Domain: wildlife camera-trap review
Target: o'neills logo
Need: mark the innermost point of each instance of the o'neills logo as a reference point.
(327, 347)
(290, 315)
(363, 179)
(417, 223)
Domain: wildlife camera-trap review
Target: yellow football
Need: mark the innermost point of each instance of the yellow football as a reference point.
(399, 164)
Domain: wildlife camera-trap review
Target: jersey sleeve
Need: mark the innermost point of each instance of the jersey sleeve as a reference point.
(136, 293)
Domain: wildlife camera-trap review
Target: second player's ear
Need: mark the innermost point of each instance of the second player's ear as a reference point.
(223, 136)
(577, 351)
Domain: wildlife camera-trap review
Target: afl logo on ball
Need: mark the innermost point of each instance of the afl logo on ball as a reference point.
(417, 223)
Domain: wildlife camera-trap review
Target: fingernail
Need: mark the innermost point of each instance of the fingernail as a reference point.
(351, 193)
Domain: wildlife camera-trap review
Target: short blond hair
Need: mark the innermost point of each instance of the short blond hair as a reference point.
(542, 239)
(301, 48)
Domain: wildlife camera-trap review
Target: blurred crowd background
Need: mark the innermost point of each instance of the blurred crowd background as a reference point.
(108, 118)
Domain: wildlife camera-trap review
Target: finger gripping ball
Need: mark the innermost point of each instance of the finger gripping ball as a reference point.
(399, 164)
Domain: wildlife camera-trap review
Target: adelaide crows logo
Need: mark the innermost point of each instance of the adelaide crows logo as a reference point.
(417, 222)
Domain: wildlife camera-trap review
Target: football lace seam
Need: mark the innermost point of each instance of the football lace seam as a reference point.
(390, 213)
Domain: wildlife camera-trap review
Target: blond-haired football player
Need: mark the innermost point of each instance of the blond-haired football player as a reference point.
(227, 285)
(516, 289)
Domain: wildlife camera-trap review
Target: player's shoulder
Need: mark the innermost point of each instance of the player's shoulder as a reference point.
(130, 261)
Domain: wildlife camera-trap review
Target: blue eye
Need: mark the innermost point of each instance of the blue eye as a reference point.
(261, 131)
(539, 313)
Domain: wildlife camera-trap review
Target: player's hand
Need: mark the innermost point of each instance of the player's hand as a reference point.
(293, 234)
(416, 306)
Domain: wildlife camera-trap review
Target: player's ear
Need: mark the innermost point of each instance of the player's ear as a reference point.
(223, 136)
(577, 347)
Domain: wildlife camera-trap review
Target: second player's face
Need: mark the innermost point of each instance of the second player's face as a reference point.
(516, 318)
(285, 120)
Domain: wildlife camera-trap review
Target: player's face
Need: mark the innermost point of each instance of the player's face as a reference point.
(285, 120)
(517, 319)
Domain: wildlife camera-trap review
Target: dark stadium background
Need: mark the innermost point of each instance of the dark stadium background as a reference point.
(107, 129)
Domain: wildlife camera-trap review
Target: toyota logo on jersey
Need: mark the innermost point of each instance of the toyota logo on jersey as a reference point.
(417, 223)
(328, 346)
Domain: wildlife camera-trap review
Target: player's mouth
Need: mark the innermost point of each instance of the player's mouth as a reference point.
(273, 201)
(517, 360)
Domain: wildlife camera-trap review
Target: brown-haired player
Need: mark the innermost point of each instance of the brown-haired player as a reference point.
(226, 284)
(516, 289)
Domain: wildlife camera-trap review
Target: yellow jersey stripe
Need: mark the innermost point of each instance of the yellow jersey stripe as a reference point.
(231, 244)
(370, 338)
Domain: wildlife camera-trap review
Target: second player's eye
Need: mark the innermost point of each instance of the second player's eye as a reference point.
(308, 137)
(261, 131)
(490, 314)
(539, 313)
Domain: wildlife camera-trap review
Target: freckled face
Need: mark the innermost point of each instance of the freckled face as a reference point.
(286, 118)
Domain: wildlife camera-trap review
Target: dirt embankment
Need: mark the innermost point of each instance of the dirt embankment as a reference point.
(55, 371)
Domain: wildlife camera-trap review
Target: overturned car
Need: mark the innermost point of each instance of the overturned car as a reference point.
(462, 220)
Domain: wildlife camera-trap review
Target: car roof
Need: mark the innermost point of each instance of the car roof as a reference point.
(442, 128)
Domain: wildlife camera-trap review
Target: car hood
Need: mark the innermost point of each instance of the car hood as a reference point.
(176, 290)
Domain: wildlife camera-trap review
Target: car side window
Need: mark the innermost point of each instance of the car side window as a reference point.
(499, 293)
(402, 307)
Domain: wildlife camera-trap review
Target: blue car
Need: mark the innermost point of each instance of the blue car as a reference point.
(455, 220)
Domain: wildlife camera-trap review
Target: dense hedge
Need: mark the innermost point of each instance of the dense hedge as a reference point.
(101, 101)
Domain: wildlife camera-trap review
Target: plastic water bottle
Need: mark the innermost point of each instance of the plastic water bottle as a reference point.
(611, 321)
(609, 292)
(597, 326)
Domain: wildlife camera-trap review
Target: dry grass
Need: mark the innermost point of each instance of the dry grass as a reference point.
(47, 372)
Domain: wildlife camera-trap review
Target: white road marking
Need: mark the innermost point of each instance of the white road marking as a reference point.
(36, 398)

▶ _Do this_
Repeat all entries. Match them exactly.

▶ _Exercise result_
Domain: wildlife camera-trap review
Target: o'neills logo
Need: mark the innermost point of each instance of the o'neills logo as a reference point.
(327, 347)
(290, 315)
(363, 179)
(417, 223)
Domain: wildlife camera-trap review
Target: yellow football
Need: mark the innermost point of each instance of the yellow football as a reference point.
(399, 164)
Domain: wildlife camera-trap review
Target: jersey sleeve
Need: mark the innermost point of each instance of the jersey sleeve as a reference point.
(136, 293)
Domain: wildlife camera-trap review
Target: second player's ear
Need: mark the innermost point of each instance of the second player's ear as a reference point.
(223, 136)
(577, 351)
Domain: wildlife camera-trap review
Target: afl logo on ball
Need: mark the innermost point of each instance of the afl logo on ball as a reference point.
(417, 223)
Domain: wildlife camera-trap review
Target: fingernail
Need: mark the innermost point of each instance of the fingernail as a reference point.
(351, 193)
Domain: wildlife camera-trap review
Target: short blond hair
Need: mark the innermost point of each instance of the short blond hair as a reference point.
(542, 239)
(301, 48)
Domain: wildlife camera-trap review
Target: blurred crowd background
Need: mark the innermost point of each instance of the blurred crowd background as a reference point.
(108, 118)
Domain: wildlife camera-trap review
Target: finger gripping ball
Need: mark the innermost point of each instance of the finger gripping ball as a reference point.
(399, 164)
Domain: wildlife camera-trap review
Target: adelaide crows logo
Need: mark the innermost point of each instance of the adelaide crows logo as a reference point.
(417, 222)
Domain: wildlife camera-trap review
Target: football lace seam
Need: mark the innermost point of each instance of the football lace seam as a reference point.
(390, 213)
Domain: wildlife camera-trap review
Target: blond-haired football player
Need: mark the innermost point of each instance of the blond-haired football player as a reference point.
(227, 285)
(516, 289)
Domain: wildlife camera-trap review
Target: player's shoulder
Need: mark the innermost point of each instance of the player's shoulder as a reference point.
(130, 261)
Domain: wildlife camera-trap review
Target: blue eye
Need: mark the innermost point of each instance of the blue eye as a reference point.
(261, 131)
(539, 313)
Domain: wildlife camera-trap review
Target: player's hand
Need: mark the innermost point of each instance of the player's hand as a reference point.
(293, 234)
(416, 306)
Domain: wildlife camera-trap review
Target: player's ear
Need: mark the innermost point of each instance of the player's ear as a reference point.
(223, 136)
(577, 347)
Domain: wildlife camera-trap review
Target: second player's face
Need: mark the innermost point of each instance of the second player's face as a reference point.
(516, 318)
(285, 120)
Domain: wildlife camera-trap review
Target: player's face
Need: mark the innermost point of each instance of the player's face as a reference point.
(285, 120)
(517, 319)
Domain: wildlife camera-trap review
Target: dark stadium background
Need: mark the innermost point of each instance of the dark stadium background as a reference point.
(107, 129)
Domain: wildlife camera-trap review
Target: toyota logo on jersey
Need: mark the innermost point of each instance of the toyota logo on jersey as a reference point.
(417, 223)
(328, 346)
Domain: wildlife camera-trap review
Target: player's mouth
Need: mark the innermost point of each instance of the player's mouth as a reference point.
(273, 201)
(517, 360)
Domain: wildlife camera-trap review
Target: brown-haired player
Need: mark the innermost point of each instance of the brown-haired player as a reference point.
(226, 284)
(516, 289)
Domain: wildlife camera-trap review
Target: yellow jersey stripe
Need: mark the innermost point of each instance of the yellow jersey stripe as a reference point.
(231, 244)
(370, 338)
Domain: wildlife camera-trap review
Target: second player's eye
Need: mark the innermost point of each instance of the second player's eye as a reference point.
(308, 137)
(261, 131)
(490, 314)
(539, 313)
Domain: wildlife camera-trap review
Target: freckled face
Need: mark the innermost point of each instance of the freckled face as a reference point.
(286, 118)
Domain: wildlife camera-trap review
Target: dirt embankment
Need: mark the innermost point of each instance of the dirt embankment as a reference point.
(55, 371)
Domain: wildlife camera-trap review
Target: overturned car
Need: mark the innermost point of each instance of the overturned car as a reference point.
(462, 220)
Domain: wildlife camera-trap review
Target: car roof
Need: mark the innermost point of each instance of the car roof as a reference point.
(442, 128)
Domain: wildlife camera-trap review
Target: car hood
Need: mark the innermost point of each instance of the car hood as a reference point.
(176, 290)
Domain: wildlife camera-trap review
Target: car side window
Need: mark the innermost point of each instance of the car side window as a reference point.
(499, 293)
(402, 307)
Domain: wildlife camera-trap review
Target: blue car
Need: mark the innermost point of each instance of the blue car as a reference point.
(455, 220)
Domain: wildlife camera-trap review
Target: dense hedge
Need: mark the innermost point of each instance of the dense hedge as a reference point.
(101, 101)
Domain: wildlife camera-trap review
Target: plastic water bottle
Need: mark the innermost point of each instance of the plastic water bottle as a reference point.
(611, 321)
(609, 292)
(597, 326)
Domain: wildlife camera-trap review
Target: dry grass
Need: mark the innermost point of each instance of the dry grass as a reference point.
(47, 372)
Domain: wildlife camera-trap review
Target: white road marking
Need: mark the innermost point of each instance of the white road marking as a reference point.
(36, 398)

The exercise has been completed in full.